» **Task description**
Can you extract the full blog excerpt below, about reader wishes for the sci-fi interface blog, word for word?
:: Excerpt ::
So if you can comment and help me understand more of what you mean I’d appreciate it. But if that doesn’t satisfy, HUDs and GUIs includes the occasional games and some lightweight analysis, too, so be sure to check them out. And of course anyone is welcome to offer to contribute to ensure there is more diversity of the sort you are seeking.

  • You could mean games, and here’s why not.
  • You could mean literature or illustration, and the intro to the book covers why that’s a non-starter.
  • You could mean more obscure sci-fi or subgenres, and that’s just a matter of my limited bandwidth.

I guess what I’m saying is I think the blog already covers a huge range of FUI, within the constraints of movie and TV sci-fi. If you’ve actually identified a blind spot I’ve had, please email me or comment on the site so I can have my eyes opened.

Reader wish: Talk to more creators

[This is a one-off request from the most recent readership poll.]

Reader wish: I wish there would be more interviews whenever you can get creators to talk about their interfaces, because I’d like to have more context about the story behind them.
:::
:: Data section ::
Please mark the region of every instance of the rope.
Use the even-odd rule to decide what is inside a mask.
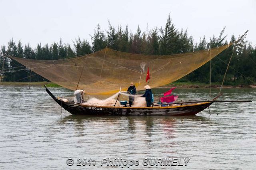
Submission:
[[[240,35],[239,35],[239,36],[238,37],[238,39],[239,39],[239,37]],[[232,53],[232,55],[231,55],[231,56],[230,57],[230,58],[229,59],[229,61],[228,61],[228,66],[227,67],[227,69],[226,69],[226,72],[225,72],[225,74],[224,75],[224,77],[223,77],[223,80],[222,80],[222,83],[221,83],[221,85],[220,86],[220,92],[219,93],[220,93],[220,91],[221,91],[221,89],[222,88],[222,85],[223,85],[223,83],[224,83],[224,80],[225,80],[225,78],[226,77],[226,75],[227,74],[227,72],[228,71],[228,66],[229,66],[229,64],[230,63],[230,61],[231,61],[231,59],[232,58],[232,57],[233,56],[233,55],[234,54],[234,53],[235,52],[235,50],[236,48],[236,46],[235,45],[235,47],[234,48],[234,50],[233,50],[233,52]]]
[[[107,52],[107,48],[108,48],[108,42],[107,43],[107,45],[106,47],[106,49],[105,49],[105,53],[104,54],[104,58],[103,58],[103,62],[102,63],[102,67],[101,67],[101,71],[100,71],[100,78],[101,78],[101,74],[102,73],[102,69],[103,69],[103,65],[104,65],[104,61],[105,61],[105,56],[106,56],[106,53]]]

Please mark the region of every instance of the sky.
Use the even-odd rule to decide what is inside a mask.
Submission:
[[[228,41],[246,30],[256,45],[256,0],[0,0],[0,46],[12,38],[35,48],[59,42],[73,44],[80,37],[90,41],[98,23],[136,32],[164,27],[168,15],[176,28],[188,29],[195,43],[218,36],[224,28]]]

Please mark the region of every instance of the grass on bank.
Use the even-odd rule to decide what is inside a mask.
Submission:
[[[61,87],[62,86],[52,83],[50,81],[40,81],[37,82],[31,82],[30,86],[42,86],[45,85],[48,87]],[[211,87],[212,88],[219,88],[221,85],[220,82],[212,83]],[[29,86],[29,82],[0,82],[0,85],[16,85],[16,86]],[[255,86],[255,85],[245,85],[240,83],[226,83],[223,85],[224,87],[251,87]],[[178,88],[209,88],[210,83],[201,83],[199,82],[191,81],[176,81],[162,86],[162,87],[169,87],[176,86]]]
[[[42,86],[45,85],[48,87],[62,87],[57,84],[50,81],[39,81],[37,82],[30,82],[30,86]],[[29,82],[18,82],[4,81],[0,82],[0,85],[20,85],[29,86]]]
:::
» **Result**
So if you can comment and help me understand more of what you mean I’d appreciate it. But if that doesn’t satisfy, HUDs and GUIs includes the occasional games and some lightweight analysis, too, so be sure to check them out. And of course anyone is welcome to offer to contribute to ensure there is more diversity of the sort you are seeking.

  • You could mean games, and here’s why not.
  • You could mean literature or illustration, and the intro to the book covers why that’s a non-starter.
  • You could mean more obscure sci-fi or subgenres, and that’s just a matter of my limited bandwidth.

I guess what I’m saying is I think the blog already covers a huge range of FUI, within the constraints of movie and TV sci-fi. If you’ve actually identified a blind spot I’ve had, please email me or comment on the site so I can have my eyes opened.

Reader wish: Talk to more creators

[This is a one-off request from the most recent readership poll.]

Reader wish: I wish there would be more interviews whenever you can get creators to talk about their interfaces, because I’d like to have more context about the story behind them.